##### 文档片段

用Asp.Net c#写的采集小例子
前台页面:
<%@ Page language="c#" Codebehind="Gethttpcode.aspx.cs" AutoEventWireup="false" Inherits="coll_net.GetPageHtml" %>
<!DOCTYPE HTML PUBLIC "-//W3C//DTD HTML 4.0 Transitional//EN" >
<HTML>
<HEAD>
<title>采集例子</title>
<meta name="GENERATOR" Content="Microsoft Visual Studio .NET 7.1">
<meta name="CODE_LANGUAGE" Content="C#">
<meta name="vs_defaultClientScript" content="JavaScript">
<meta name="vs_targetSchema" content="http://schemas.microsoft.com/intellisense/ie5">
</HEAD>
<body MS_POSITIONING="GridLayout">
<form id="aspNetBuffer" method="post" runat="server">
<div align="center" style="FONT-WEIGHT: bold">得到任意网页源代码</div>
<asp:TextBox id="UrlText" runat="server" Width="400px">http://www.0579.info/
</asp:TextBox>
<br>
<asp:Button id="WebClientButton" Runat="server" Text="用WebClient得到"></asp:Button>
<asp:Button id="GetText" style="Z-INDEX: 101; LEFT: 208px; POSITION: absolute; TOP: 72px" runat="server"
Text="GetText"></asp:Button>
<br>
<asp:Button id="WebRequestButton" runat="server" Text="用WebRequest得到"></asp:Button>
<br>
<asp:TextBox id="ContentHtml" runat="server" Width="100%" Height="360px" TextMode="MultiLine"></asp:TextBox>
</form>
</body>
</HTML>
后台源代码:
using System;
using System.Collections;
using System.ComponentModel;
using System.Data;
using System.Drawing;
using System.Web;
using System.Web.SessionState;
using System.Web.UI;
using System.Web.UI.WebControls;
using System.Web.UI.HtmlControls;
using System.IO;
using System.Net;
using System.Text;
using System.Text.RegularExpressions;
namespace coll_net
{
/// <summary>
/// GetPageHtml 的摘要说明。
/// </summary>
public class GetPageHtml : System.Web.UI.Page
{
protected System.Web.UI.WebControls.TextBox UrlText;
protected System.Web.UI.WebControls.Button WebClientButton;
protected System.Web.UI.WebControls.Button WebRequestButton;
protected System.Web.UI.WebControls.TextBox ContentHtml;
protected System.Web.UI.WebControls.Button GetText;
protected System.Web.UI.WebControls.Button Button1;
private string PageUrl = "";
private void Page_Load(object sender, System.EventArgs e)

##########
##### 所给材料

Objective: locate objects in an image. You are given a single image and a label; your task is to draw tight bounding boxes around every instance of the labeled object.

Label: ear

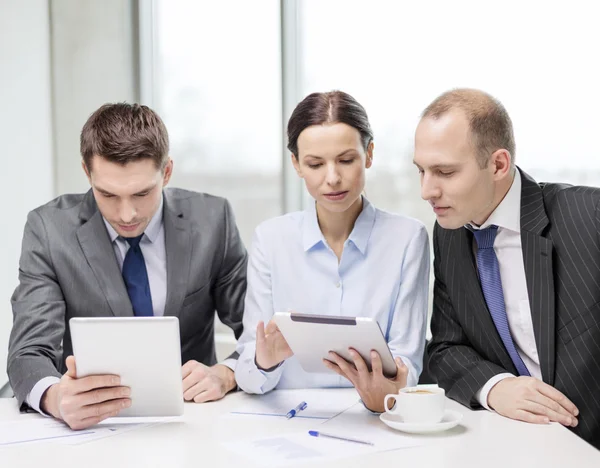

##########

■ **任务目标**: 在这段采集示例代码的前台页面中，id 为 UrlText 的文本框预先填入的网址是什么？

■ **参考答案**: http://www.0579.info/